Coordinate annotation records
'''

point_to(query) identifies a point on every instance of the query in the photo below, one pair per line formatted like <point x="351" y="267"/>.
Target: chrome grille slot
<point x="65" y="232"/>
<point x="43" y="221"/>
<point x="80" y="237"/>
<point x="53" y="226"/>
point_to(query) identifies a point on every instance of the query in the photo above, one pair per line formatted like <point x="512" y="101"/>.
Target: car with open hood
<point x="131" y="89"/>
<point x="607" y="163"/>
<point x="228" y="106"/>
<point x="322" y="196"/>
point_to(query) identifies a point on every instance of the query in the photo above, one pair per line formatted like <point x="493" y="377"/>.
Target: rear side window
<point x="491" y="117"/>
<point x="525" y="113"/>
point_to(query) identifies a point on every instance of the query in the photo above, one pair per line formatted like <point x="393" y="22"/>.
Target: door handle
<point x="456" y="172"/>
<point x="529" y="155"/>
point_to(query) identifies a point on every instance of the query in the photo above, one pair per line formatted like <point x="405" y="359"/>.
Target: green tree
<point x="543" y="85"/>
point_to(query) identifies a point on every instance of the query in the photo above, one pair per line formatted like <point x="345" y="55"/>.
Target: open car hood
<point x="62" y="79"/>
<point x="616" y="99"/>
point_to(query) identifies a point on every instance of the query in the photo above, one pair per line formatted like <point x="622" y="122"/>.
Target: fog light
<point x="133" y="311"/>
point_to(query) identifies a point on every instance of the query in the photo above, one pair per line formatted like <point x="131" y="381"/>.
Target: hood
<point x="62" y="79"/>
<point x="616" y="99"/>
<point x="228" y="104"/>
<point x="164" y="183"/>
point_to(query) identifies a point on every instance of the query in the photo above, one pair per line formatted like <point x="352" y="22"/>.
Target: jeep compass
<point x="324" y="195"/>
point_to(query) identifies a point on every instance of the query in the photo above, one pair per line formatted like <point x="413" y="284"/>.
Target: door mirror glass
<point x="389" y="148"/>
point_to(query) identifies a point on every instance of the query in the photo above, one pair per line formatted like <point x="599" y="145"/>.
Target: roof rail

'''

- What needs to be done
Repeat the material above in full, quoting it exactly.

- Full response
point_to(query) identifies a point on every instance of the query in the photo below, one pair per line formatted like <point x="351" y="267"/>.
Target: chrome grille slot
<point x="65" y="232"/>
<point x="43" y="221"/>
<point x="80" y="237"/>
<point x="53" y="226"/>
point_to(query) identifies a point on every instance of the query in the photo above, one pair per line formatted like <point x="512" y="101"/>.
Target: car with open hood
<point x="131" y="89"/>
<point x="607" y="163"/>
<point x="228" y="106"/>
<point x="322" y="196"/>
point_to(query) identifies a point on every instance of the query in the photo above, one pair per line formatted like <point x="493" y="377"/>.
Target: rear side window
<point x="491" y="117"/>
<point x="525" y="113"/>
point_to(query) identifies a point on every instance of the query in the photo above, one pair per line formatted like <point x="393" y="22"/>.
Target: door handle
<point x="456" y="172"/>
<point x="529" y="155"/>
point_to(query) identifies a point on every instance of the query in the photo above, one pair per line formatted like <point x="405" y="359"/>.
Target: green tree
<point x="543" y="85"/>
point_to(query) identifies a point on every instance of the query in the photo above, one pair per line formatted like <point x="345" y="55"/>.
Target: open car hood
<point x="62" y="79"/>
<point x="616" y="99"/>
point_to(query) identifies a point on every instance of the query in the photo above, one pair per line formatted like <point x="622" y="122"/>.
Target: fog light
<point x="133" y="311"/>
point_to(query) identifies a point on every instance of the query in the photo above, one pair per line formatted like <point x="131" y="381"/>.
Target: hood
<point x="62" y="79"/>
<point x="616" y="99"/>
<point x="228" y="104"/>
<point x="164" y="183"/>
point_to(query) identifies a point on every instance of the query in the photo above, one pair per line formatted like <point x="352" y="22"/>.
Target: jeep compass
<point x="324" y="195"/>
point_to(query) identifies a point on every instance of the query in the photo above, one pair per line formatted like <point x="413" y="284"/>.
Target: door mirror glass
<point x="389" y="148"/>
point_to(query) identifies a point on every instance of the query in the photo above, one pair per line formatted like <point x="599" y="145"/>.
Target: roof rail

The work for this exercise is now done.